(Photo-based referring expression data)
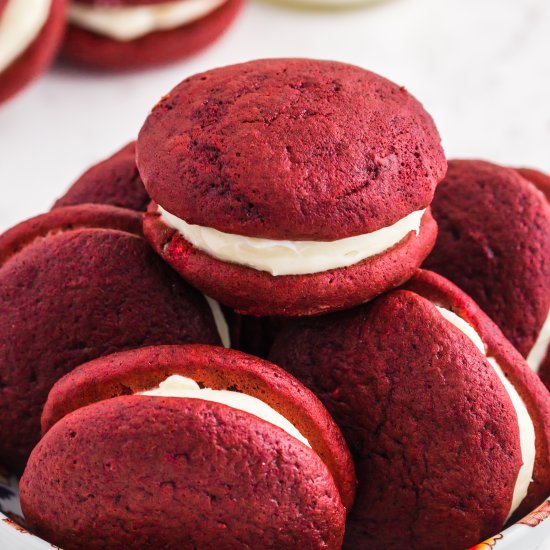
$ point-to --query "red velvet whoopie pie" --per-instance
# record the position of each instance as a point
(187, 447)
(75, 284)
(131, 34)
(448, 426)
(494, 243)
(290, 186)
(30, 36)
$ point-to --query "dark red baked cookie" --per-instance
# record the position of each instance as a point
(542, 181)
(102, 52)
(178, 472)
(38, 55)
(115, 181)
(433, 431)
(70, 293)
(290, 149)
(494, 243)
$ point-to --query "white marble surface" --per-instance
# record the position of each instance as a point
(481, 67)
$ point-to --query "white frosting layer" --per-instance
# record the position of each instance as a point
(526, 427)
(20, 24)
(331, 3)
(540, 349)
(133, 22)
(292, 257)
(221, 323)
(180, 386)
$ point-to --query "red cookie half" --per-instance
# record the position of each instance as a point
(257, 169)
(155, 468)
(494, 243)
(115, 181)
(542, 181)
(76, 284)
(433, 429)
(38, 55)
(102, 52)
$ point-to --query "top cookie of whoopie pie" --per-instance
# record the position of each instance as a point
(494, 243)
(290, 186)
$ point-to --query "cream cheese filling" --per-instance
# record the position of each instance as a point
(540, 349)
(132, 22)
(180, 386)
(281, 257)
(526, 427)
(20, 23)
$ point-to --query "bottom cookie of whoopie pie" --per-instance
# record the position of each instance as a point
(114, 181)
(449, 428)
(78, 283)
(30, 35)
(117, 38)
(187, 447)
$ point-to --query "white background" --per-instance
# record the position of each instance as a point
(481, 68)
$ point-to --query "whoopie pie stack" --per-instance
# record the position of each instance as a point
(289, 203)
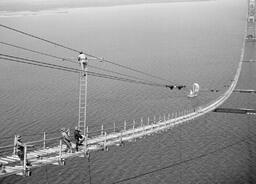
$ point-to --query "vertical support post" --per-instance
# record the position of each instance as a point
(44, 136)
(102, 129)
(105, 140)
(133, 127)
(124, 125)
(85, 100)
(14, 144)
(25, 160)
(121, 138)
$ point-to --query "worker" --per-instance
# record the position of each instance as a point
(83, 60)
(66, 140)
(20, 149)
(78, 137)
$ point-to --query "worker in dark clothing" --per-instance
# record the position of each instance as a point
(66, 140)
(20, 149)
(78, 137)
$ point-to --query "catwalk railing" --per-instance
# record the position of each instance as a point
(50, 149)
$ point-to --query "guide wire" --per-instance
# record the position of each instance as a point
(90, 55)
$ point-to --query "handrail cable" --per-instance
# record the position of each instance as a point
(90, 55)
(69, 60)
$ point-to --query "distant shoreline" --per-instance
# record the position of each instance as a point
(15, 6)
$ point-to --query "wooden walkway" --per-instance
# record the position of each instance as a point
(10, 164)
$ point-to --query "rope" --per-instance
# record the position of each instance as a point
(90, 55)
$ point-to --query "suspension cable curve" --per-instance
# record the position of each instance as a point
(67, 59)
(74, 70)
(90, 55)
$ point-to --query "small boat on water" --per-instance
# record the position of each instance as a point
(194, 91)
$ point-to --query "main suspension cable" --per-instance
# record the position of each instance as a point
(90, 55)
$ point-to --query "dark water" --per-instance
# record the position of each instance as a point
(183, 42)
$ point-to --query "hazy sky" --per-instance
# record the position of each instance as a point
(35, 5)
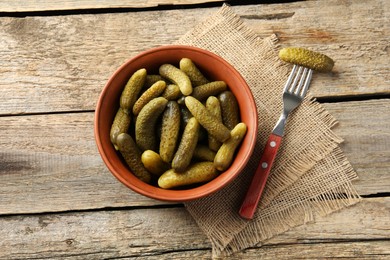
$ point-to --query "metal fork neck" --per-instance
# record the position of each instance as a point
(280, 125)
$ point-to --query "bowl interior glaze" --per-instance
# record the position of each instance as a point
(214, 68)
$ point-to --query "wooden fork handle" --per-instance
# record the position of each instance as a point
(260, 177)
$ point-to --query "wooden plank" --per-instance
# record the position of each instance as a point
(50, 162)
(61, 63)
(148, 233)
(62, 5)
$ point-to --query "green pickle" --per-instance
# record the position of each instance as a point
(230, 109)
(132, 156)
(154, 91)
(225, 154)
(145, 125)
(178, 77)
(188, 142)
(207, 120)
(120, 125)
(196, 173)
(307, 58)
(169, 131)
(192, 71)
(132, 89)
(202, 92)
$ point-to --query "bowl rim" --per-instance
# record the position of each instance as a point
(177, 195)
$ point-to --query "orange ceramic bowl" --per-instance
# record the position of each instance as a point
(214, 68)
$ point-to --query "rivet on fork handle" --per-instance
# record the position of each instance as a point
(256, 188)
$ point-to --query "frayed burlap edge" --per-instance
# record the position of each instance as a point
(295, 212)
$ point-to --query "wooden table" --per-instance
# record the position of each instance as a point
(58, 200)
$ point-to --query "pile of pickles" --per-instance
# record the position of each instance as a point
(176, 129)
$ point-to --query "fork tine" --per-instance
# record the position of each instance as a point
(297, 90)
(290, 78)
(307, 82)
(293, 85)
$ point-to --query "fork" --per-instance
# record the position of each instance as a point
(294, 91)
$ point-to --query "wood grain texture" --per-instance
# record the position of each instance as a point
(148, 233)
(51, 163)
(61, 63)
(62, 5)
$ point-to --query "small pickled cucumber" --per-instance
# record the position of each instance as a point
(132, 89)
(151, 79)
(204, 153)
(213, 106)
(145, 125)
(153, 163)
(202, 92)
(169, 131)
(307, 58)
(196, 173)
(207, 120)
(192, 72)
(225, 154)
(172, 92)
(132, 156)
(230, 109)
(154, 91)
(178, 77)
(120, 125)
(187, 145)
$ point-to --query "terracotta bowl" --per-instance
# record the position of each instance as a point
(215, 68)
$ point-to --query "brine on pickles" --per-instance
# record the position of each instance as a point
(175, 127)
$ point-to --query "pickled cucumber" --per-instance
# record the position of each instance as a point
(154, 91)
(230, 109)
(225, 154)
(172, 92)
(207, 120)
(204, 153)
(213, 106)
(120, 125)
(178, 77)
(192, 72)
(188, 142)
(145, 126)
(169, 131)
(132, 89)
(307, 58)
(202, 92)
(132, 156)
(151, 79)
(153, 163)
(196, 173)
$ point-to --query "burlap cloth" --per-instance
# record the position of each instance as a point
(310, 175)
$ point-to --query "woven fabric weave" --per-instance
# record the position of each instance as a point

__What you should do__.
Each line holding the word "handle" must be pulled from the records.

__Written answer__.
$ point-to --query "wooden fork handle" --per-instance
$ point-to --query "rivet on fork handle" --per-instance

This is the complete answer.